*Texte source*
Sous Louis Philippe 1er de 1830 à 1848,
l’Emir Abd El Kader figure charismatique, fondateur de l’Etat algérien
selon certains historiens, résista pendant de longues années à
l’occupation coloniale. Il attaque des tribus alliées de la France et
bat le général Trézel dans les marais de la Makta près de son fief de
Mascara dans l'Ouest algérien. Il encercle la ville voisine d’Oran
pendant 40 jours. Arrivé en renfort de métropole, le général Bugeaud
inflige une défaite à Abd El Kader. Le traité de Tafna est signé le 30
mai 1837 entre le général Bugeaud et l’Emir qui reconnaît la
souveraineté de la France. En échange de pouvoirs étendus sur les
provinces de Koléa, Médéa et Tlemcen il peut conserver 59 000 hommes en
armes. L'armée française passe, en septembre 1839, les Portes de fer
dans la chaîne des Bibans territoire que l'émir comptait annexer. Abd
El-Kader, considérant qu'il s'agit d'une rupture du traité de Tafna,
reprend, le 15 octobre 1839 la guerre contre la France le 16 mai 1843.
Le 14 août 1844 le général Bugeaud écrase l'armée du sultan marocain à
la bataille d’Isly. L'armée marocaine se replie en direction de Taza. Le
sultan s'engage alors à interdire son territoire à Abd El-Kader en
traitant avec la France. Le 23 septembre les troupes d'Abd El Kader
sortent victorieuses lors de la bataille de Sidi Brahim engagée par le
colonel Montagnac. En décembre 1847, Abd El Kader se rend aux spahis
(nomades des régions steppiques de l'Algérie). Placé en résidence
surveillée pendant quatre ans en France, l'émir fut libéré par Napoléon
III, visita plusieurs villes de la métropole avant de rejoindre Damas et
résida le restant de sa vie en Syrie. Le 11 décembre 1848 la
Constitution de 1848 proclame l'Algérie partie intégrante du territoire
français. Bône, (Annaba actuellement) Oran, Alger deviennent les
préfectures de trois départements français. Les musulmans et juifs
d'Algérie deviennent "sujets français" sous le régime de
l’indigénat. Le territoire de l'ex-Régence d'Alger est donc
officiellement annexé par la France, mais la région de la Kabylie qui ne
reconnaît pas l'autorité française résiste encore. L'armée française
d'Afrique contrôle alors tout le nord-ouest de l'Algérie. Les succès
remportés par l’armée française sur la résistance d'Abd el-Kader,
renforcent la confiance française, et permettent de décréter, après
débats, la conquête de la Kabylie qui doit intervenir à l'issue de la
guerre de Crimée (1853 -1856) qui mobilise une partie des troupes
françaises. C’est à cette époque que Fatma N’soumer la femme rebelle
marqua une grande résistance. Née en 1830, l'année même de l'occupation
française d'Algérie, en 1853, elle avait 23 ans dans son Djurdjura
natal. Elle est arrêtée le 27 juillet 1857 dans le village de Takhliit
Ath Atsou près de Tirourda. Placée ensuite en résidence surveillée à
Béni Slimane elle y meurt en 1863, à l'âge de trente-trois ans, éprouvée
par son incarcération.

*Consigne*
D'après le texte sur la conquête de l'Algérie, dans quel village Fatma N’soumer est-elle arrêtée le 27 juillet 1857 ?

*Extrait des données*

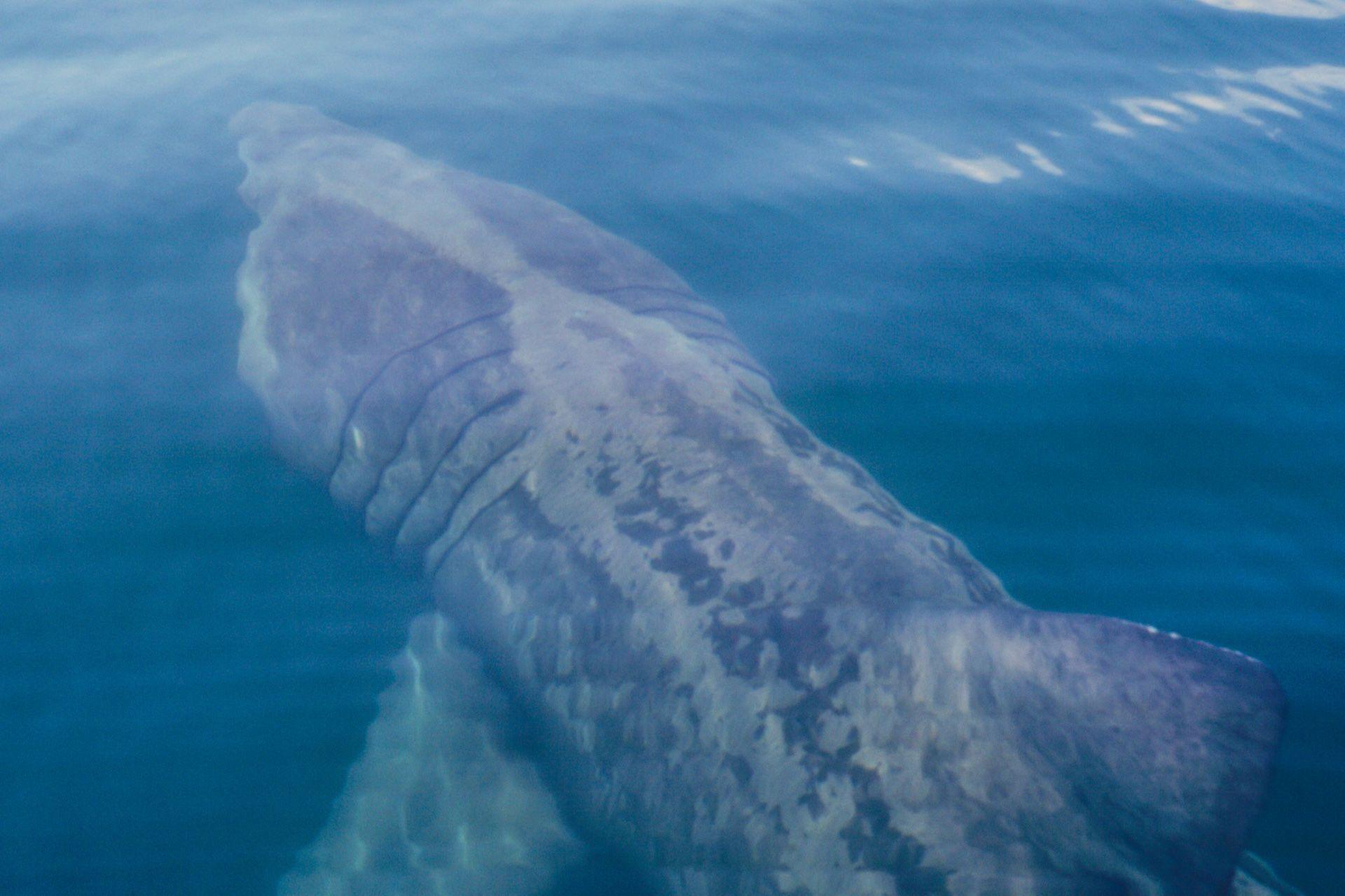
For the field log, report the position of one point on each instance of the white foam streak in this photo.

*Corrigé*
Dans le village de Takhliit Ath Atsou, près de Tirourda.